> [Selected passage]
________

So, basically, as I began reading these texts. So, all these disparate texts ended up in the structure I’d created; they became the play. I have also written plays for children, and I’ve researched all kinds of dramaturgies related to musical theatre; lots of musical theatre scores. And I’ve always loved the idea of ‘play’ when we make theatre, all kinds of play. Having songs within a play – I love that idea, it really appeals to me, it’s such fun! And it ends up by being a very powerful tool for the final staging of a piece. So there are hints in Wanted a Pillbox, invitations to think of song, in this case, songs dedicated to Facebook or Google. So basically that’s how I wrote Wanted a Pillbox; at least that’s what I remember.
I wanted to ask you something now. When you reached out after reading the text, and said you were translating it into English. Obviously that moved me a great deal, I was so excited that somebody with your translating experience found interest in something I’d written. You must have seen some something good in it! This leads me to ask you, what did you see in the play that compelled you to want to translate it. And then finally, did you come across any difficulties when you were translating it?
MAV: Thank you Daniel. First observation. I’m not a big-shot translator, I’m a woman of the theatre, so when something ‘sticks to me’, the first thing I think is, okay, so now how do I communicated this piece to the theatre-going audiences of where I’m living at the moment? I think I caught it [like a flu]! And I was immediately was compelled to share it here. It’s as simple as that really; it was visceral response.
Do you remember I began translating only 10 lines? I mean, that’s another story; somebody was interested in the piece and so on… The funny thing is, I must confess, beyond Facebook, beyond social media, my first response to the text was an energetic response. Reading it gave me energy, beyond its content, and that’s not something that happens to me very often. For better and for worse, you know, I’m mindful of what plays are about, where they’re going, the worlds they belong to. None of this happened to me with Wanted a Pillbox. This text was like an energetic shock that hit me at the right moment perhaps; or maybe it was something I was really needing [at the time], but it was definitely an energetic response above all… I’m not sure how else to explain it really. The text gave me energy.

________

> [Listed entries]
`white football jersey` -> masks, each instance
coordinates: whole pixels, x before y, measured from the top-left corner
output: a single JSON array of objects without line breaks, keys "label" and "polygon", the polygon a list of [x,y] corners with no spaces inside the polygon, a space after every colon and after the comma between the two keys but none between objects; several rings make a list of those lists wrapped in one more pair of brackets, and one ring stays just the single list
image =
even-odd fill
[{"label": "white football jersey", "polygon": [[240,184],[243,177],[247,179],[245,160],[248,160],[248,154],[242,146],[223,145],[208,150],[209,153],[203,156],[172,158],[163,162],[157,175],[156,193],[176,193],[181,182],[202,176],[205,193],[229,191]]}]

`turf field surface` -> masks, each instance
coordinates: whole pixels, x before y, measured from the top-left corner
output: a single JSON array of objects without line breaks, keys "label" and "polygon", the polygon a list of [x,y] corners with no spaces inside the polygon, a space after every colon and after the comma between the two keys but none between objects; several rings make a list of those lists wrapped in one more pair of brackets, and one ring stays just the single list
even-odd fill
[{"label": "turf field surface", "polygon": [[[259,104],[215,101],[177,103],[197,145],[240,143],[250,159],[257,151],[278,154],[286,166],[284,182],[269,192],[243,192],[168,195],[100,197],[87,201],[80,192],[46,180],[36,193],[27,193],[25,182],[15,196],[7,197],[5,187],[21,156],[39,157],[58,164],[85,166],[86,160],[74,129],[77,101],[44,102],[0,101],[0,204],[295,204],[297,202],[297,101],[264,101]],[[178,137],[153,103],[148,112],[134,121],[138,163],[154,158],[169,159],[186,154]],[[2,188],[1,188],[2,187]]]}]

________

> [Problem requirements]
Output the part of the interview from "I wanted to" up to and including "were translating it?". The listing is separate material and has no link to the interview.

> [Written solution]
I wanted to ask you something now. When you reached out after reading the text, and said you were translating it into English. Obviously that moved me a great deal, I was so excited that somebody with your translating experience found interest in something I’d written. You must have seen some something good in it! This leads me to ask you, what did you see in the play that compelled you to want to translate it. And then finally, did you come across any difficulties when you were translating it?